3. Governing Law. This Bill of Sale shall be construed and enforced in accordance with and governed by the laws of the State of New Jersey.

 

4. Binding Effect. This Bill of Sale shall be binding upon Seller, its legal representatives, successors and assigns, and shall inure to the benefit of Purchaser, its legal representatives, successors and assigns.

 

IN WITNESS WHEREOF, Seller has caused this Bill of Sale to be executed as of the day and year first above written.

 

SELLER:

 

FALK US PROPERTY INCOME FUND, L.P.

 

By:   Falk U.S. Investments, Inc.
    General Partner
    By:  

 


        John R. Haynes
        Assistant Secretary
Date:  

 


 

Schedule 12.3

 

- 2 -


EXHIBIT “A” TO BILL OF SALE

 

LEGAL DESCRIPTION OF PROPERTY

 

- 1 -


EXHIBIT “B” TO BILL OF SALE

 

LIST OF PERSONAL PROPERTY

 

- 1 -


DSM Nutritional Products Building

45 Waterview Plaza

Parsippany, New Jersey

 

SCHEDULE 12.4

 

ASSIGNMENT AND ASSUMPTION OF LEASE

 

THIS ASSIGNMENT AND ASSUMPTION OF LEASE (the “Assignment”) is made and entered into and effective as of the      day of                  2005, by and between FALK US PROPERTY INCOME FUND, L.P., a Delaware limited partnership (“Assignor”), and [NAME OF ULTIMATE PURCHASER], a                                  (“Assignee”), whose general partner is ONE LIBERTY PROPERTIES, INC., a real estate investment trust organized under the laws of the State of Maryland (“Original Purchaser”)

- Information shown -
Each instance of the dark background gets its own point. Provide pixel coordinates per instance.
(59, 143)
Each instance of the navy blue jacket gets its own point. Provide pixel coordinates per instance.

- Directives -
• A. From the property sale document, reproduce the passage starting with "3. Governing Law." and going on through "first above written.".
• B. Answer these questions using the property sale document:
(i) Under the laws of which state is the Bill of Sale to be construed and enforced?
(ii) What title appears beneath the name John R. Haynes?
(iii) Under the laws of which state is One Liberty Properties, Inc. organized?
• C. Pick up the property sale document after its last sentence and carry it forward.

- Results -
• A.
3. Governing Law. This Bill of Sale shall be construed and enforced in accordance with and governed by the laws of the State of New Jersey.

 

4. Binding Effect. This Bill of Sale shall be binding upon Seller, its legal representatives, successors and assigns, and shall inure to the benefit of Purchaser, its legal representatives, successors and assigns.

 

IN WITNESS WHEREOF, Seller has caused this Bill of Sale to be executed as of the day and year first above written.

• B.
(i) New Jersey
(ii) Assistant Secretary
(iii) Maryland

• C.
W I T N E S E T H:

 

WHEREAS, contemporaneously with the execution and delivery of this Assignment, Assignor has sold and conveyed to Assignee all that tract or parcel of land more particularly described in Exhibit “A” attached hereto and incorporated herein by reference, together with all improvements owned by Seller thereon, and all rights, easements and appurtenances thereto (collectively, the “Property”), pursuant to the terms and conditions of a certain Sale Agreement, dated as of                     , 2005, by and between Assignor and Original Purchaser, as assigned to Assignee by Assignment and Assumption Agreement, dated as of             , 2005 (the “Sale Agreement”) [all capitalized terms not expressly defined herein shall have the meaning ascribed thereto in the Sale Agreement]; and

 

WHEREAS, in connection with such conveyance of the Property, Assignor and Assignee have agreed that Assignor shall transfer and assign to Assignee all right, title and interest of Assignor in and to that certain Lease, dated as of January 1, 1997 between Bellmead Development Corporation and Hoffman-LaRoche, Inc., as assigned to Roche Vitamins, Inc. and further assigned to DSM Nutritional Products, Inc., effective as of September 30, 2003, together with that certain First Amendment to Lease, effective as of May 1, 2005, between Seller and Tenant (collectively, the “Lease”) and all deposits held by Assignor pursuant to the Lease (the “Tenant Deposits”); and

 

WHEREAS, Assignor and Assignee have further agreed that Assignee shall expressly assume all of the obligations of Assignor arising under the Lease from and after the date of this Assignment, including, without limitation, all obligations under the Lease with respect to refund of the Tenant Deposits;

 

NOW, THEREFORE, for and in consideration of the mutual covenants contained herein and other good and valuable consideration, the receipt and sufficiency of which are hereby acknowledged, Assignor and Assignee hereby agree as follows:

 

1. Transfer and Assignment. Assignor hereby sells, transfers, assigns, delivers and conveys to Assignee, its successors and assigns, all right, title and interest of Assignor in, to and under the Lease and the Tenant Deposits.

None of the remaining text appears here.